--- start TEXT PASSAGE ---

In a crisis, humor can establish a rapport and provide positive reinforcement through shared laughter. It can help students gain insight into their difficulties.

“You have to laugh or cry at some things that go on in education,” said Feinberg, a former school psychologist and retired member of the Yonkers Federation of Teachers. “I picked ‘laugh’.”

As a school psychologist, Feinberg regularly was called on to help students who were pregnant, in gangs, struggling with poverty or suffering from abuse.

“These are stressful situations,” he said. “If you become so upset, you can’t help them.”

At first, a student is painfully close to their crisis, and the work is to help them get distance.

“If they’re too involved in the crisis, they get enclosed and will stay in the cycle. They can’t act; they fixate,” Feinberg said.

Once the framework is in place to get some space around the situation, “humor can further that distance and reinforce perspective,” he said.

There is a caveat, though: “A person has to acknowledge what they’re going through before we can use humor.”

The trio of presenters recommend using humor when:

• the other person uses it first;

• the situation is appropriate;

• it’s aimed at yourself;

• making fun of a situation; or

• you have a strong relationship with the other person.

NYASP President John Kelly presented on “Having Fun While Getting the Job Done.”

Kelly, a member of the Commack Teachers Association on Long Island, is a member of NYSUT’s Health Care Professionals Council.

On hand for the visual context was John McPherson, a nationally syndicated cartoonist who entertained conference-goers with examples of his work with school themes.

One cartoon that drew many belly laughs was a “solution to overcrowded classrooms,” showing desks stacked on top of one another like a parking garage.

McPherson credited school psychologists who helped his children “as they struggled with learning in their grief” while he went through a divorce years ago.

--- end TEXT PASSAGE ---

**REQUIRED TASK 1:** Copy the records word for word, starting with their first line and ending with the line that contains "MULTIPOLYGON (((420 355, 420". Leave out the pictures.

--- start DATASET EXTRACT ---

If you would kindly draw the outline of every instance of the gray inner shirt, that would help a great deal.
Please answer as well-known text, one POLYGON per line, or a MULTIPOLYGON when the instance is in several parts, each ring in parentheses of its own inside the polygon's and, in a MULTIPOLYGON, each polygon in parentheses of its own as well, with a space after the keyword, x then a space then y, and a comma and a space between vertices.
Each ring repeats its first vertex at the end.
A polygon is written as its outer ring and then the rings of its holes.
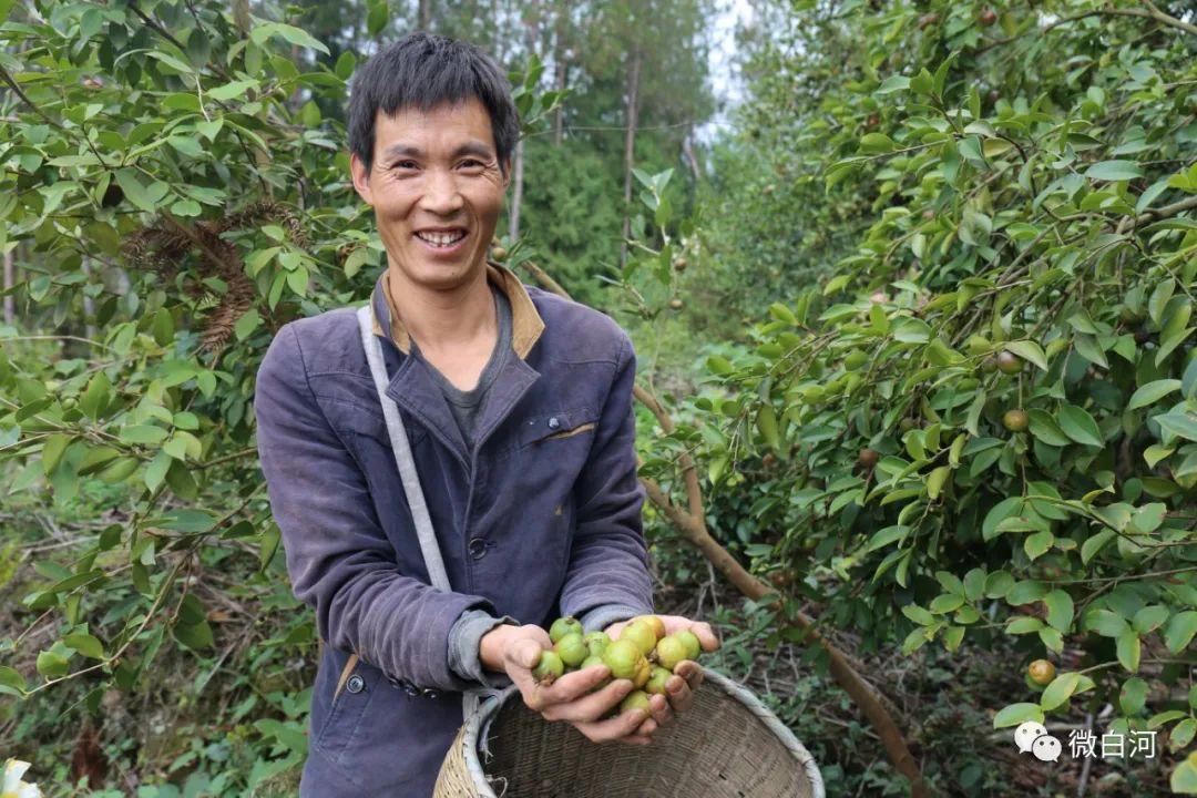
MULTIPOLYGON (((420 355, 420 359, 427 364, 429 371, 432 372, 432 378, 440 386, 440 392, 444 394, 445 401, 449 403, 452 418, 457 421, 457 428, 461 430, 461 437, 466 440, 466 445, 469 449, 474 447, 474 433, 476 432, 478 419, 486 403, 486 396, 491 391, 491 385, 494 383, 494 377, 499 373, 506 358, 512 353, 511 303, 508 300, 506 294, 493 282, 487 280, 486 285, 491 287, 491 294, 494 297, 494 313, 498 317, 499 335, 494 342, 494 349, 491 352, 491 359, 486 361, 486 366, 478 378, 478 384, 473 389, 463 391, 449 382, 436 366, 420 355)), ((415 346, 414 340, 412 341, 412 349, 419 352, 419 347, 415 346)))

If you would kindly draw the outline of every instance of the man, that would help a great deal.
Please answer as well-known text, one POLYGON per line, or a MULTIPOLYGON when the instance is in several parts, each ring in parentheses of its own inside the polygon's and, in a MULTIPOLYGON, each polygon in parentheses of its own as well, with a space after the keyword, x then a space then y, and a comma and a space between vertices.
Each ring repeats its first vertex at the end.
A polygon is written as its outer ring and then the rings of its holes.
MULTIPOLYGON (((595 742, 646 744, 701 681, 679 666, 651 713, 601 718, 606 666, 541 687, 545 625, 618 634, 650 613, 632 385, 607 316, 487 263, 517 111, 499 67, 423 32, 383 49, 350 103, 353 185, 387 270, 370 298, 452 586, 430 579, 354 309, 286 324, 257 374, 257 446, 298 598, 326 641, 302 796, 430 796, 462 690, 515 682, 595 742)), ((693 628, 707 650, 705 623, 693 628)))

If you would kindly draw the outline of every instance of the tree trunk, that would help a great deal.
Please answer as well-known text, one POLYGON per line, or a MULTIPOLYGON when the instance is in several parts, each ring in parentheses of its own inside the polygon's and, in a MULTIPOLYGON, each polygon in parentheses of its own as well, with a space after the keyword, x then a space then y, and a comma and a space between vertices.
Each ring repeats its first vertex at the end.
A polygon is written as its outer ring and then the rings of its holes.
MULTIPOLYGON (((91 282, 91 258, 83 258, 81 264, 83 273, 87 275, 89 282, 91 282)), ((96 321, 96 300, 89 297, 86 293, 83 296, 83 317, 86 327, 84 328, 84 335, 91 340, 96 339, 96 325, 92 322, 96 321)))
MULTIPOLYGON (((524 38, 524 54, 525 59, 531 59, 533 54, 536 53, 536 39, 540 36, 540 0, 533 0, 528 4, 528 16, 524 17, 527 23, 527 31, 524 38)), ((511 175, 511 212, 508 214, 508 239, 515 244, 516 239, 519 238, 519 206, 523 203, 523 160, 524 160, 524 140, 521 136, 519 141, 516 144, 516 158, 515 166, 511 175)))
MULTIPOLYGON (((554 35, 553 35, 553 91, 563 91, 565 89, 565 72, 569 68, 567 61, 570 57, 570 49, 565 45, 565 31, 566 23, 569 22, 569 5, 559 4, 557 8, 557 18, 554 19, 554 35)), ((557 110, 553 111, 553 146, 561 146, 561 134, 565 128, 565 106, 559 104, 557 110)))
POLYGON ((632 234, 632 167, 636 165, 636 126, 639 117, 640 50, 632 50, 627 68, 627 132, 624 136, 624 240, 619 245, 619 266, 627 261, 627 239, 632 234))
POLYGON ((12 250, 4 254, 4 323, 10 327, 17 321, 17 300, 8 291, 17 285, 17 269, 12 263, 12 250))
POLYGON ((686 162, 689 164, 689 171, 694 173, 694 185, 698 185, 699 181, 703 178, 703 172, 698 167, 698 158, 694 157, 694 146, 691 144, 691 136, 694 134, 694 128, 691 127, 685 138, 681 140, 681 151, 686 156, 686 162))

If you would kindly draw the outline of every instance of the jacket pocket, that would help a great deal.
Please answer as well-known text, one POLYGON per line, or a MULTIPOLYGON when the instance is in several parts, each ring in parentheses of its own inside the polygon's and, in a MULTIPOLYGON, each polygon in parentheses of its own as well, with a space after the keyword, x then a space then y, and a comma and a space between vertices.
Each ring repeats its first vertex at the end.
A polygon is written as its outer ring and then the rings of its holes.
POLYGON ((519 446, 551 444, 554 440, 593 433, 598 426, 598 414, 590 408, 546 413, 524 422, 519 431, 519 446))
POLYGON ((350 654, 341 670, 333 694, 332 706, 316 733, 315 745, 333 762, 356 744, 358 727, 370 702, 379 689, 387 687, 382 671, 350 654))

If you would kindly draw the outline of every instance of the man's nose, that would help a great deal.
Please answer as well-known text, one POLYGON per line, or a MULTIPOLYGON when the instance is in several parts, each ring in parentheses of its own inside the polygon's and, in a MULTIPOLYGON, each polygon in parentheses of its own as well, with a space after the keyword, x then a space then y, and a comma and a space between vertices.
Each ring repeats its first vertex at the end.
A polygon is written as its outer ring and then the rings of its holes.
POLYGON ((449 215, 458 211, 463 200, 456 176, 440 169, 429 170, 421 205, 426 211, 438 215, 449 215))

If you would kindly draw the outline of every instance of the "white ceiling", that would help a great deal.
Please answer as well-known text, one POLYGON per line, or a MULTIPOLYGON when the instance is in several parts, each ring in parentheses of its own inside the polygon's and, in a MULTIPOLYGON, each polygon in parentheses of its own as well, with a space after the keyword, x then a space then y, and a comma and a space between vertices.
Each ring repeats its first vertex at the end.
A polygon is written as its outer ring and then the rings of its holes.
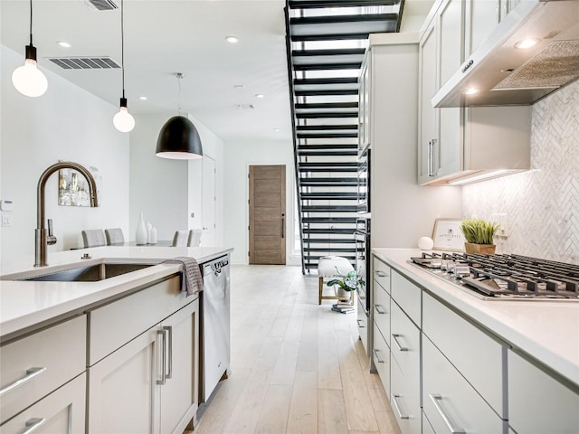
MULTIPOLYGON (((120 5, 120 0, 114 1, 120 5)), ((290 140, 284 5, 283 0, 125 0, 129 111, 176 114, 174 73, 182 72, 181 112, 222 139, 290 140), (227 42, 228 35, 239 42, 227 42), (258 93, 265 98, 257 99, 258 93)), ((46 58, 109 56, 120 64, 120 10, 95 11, 83 0, 34 0, 33 7, 39 66, 118 106, 120 69, 63 70, 46 58), (59 41, 71 47, 62 48, 59 41)), ((22 53, 23 61, 29 14, 28 0, 0 1, 0 42, 22 53)), ((116 111, 111 109, 111 122, 116 111)))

--- end DATASET EXTRACT ---

**REQUIRED TASK 2:** In the passage on humor in school crisis work, what profession is John McPherson described as having?

**RESULT 1:**
If you would kindly draw the outline of every instance of the gray inner shirt, that would help a great deal.
Please answer as well-known text, one POLYGON per line, or a MULTIPOLYGON when the instance is in several parts, each ring in parentheses of its own inside the polygon's and, in a MULTIPOLYGON, each polygon in parentheses of its own as well, with a space after the keyword, x then a space then y, and a comma and a space between vertices.
Each ring repeats its first vertex at the end.
A polygon is written as its outer ring and then the rings of its holes.
MULTIPOLYGON (((420 355, 420 359, 427 364, 429 371, 432 372, 432 378, 440 386, 440 392, 444 394, 445 401, 449 403, 452 418, 457 421, 457 428, 461 430, 461 437, 466 440, 466 445, 469 449, 474 447, 474 433, 476 432, 478 419, 486 403, 486 396, 491 391, 491 385, 494 383, 494 377, 499 373, 506 358, 512 353, 511 303, 508 300, 506 294, 493 282, 487 280, 486 285, 491 287, 491 294, 494 297, 494 313, 498 317, 499 335, 494 342, 494 349, 491 352, 491 359, 486 361, 486 366, 478 378, 478 384, 473 389, 463 391, 449 382, 436 366, 420 355)), ((415 346, 414 340, 412 341, 412 349, 419 352, 419 347, 415 346)))

**RESULT 2:** He is a nationally syndicated cartoonist.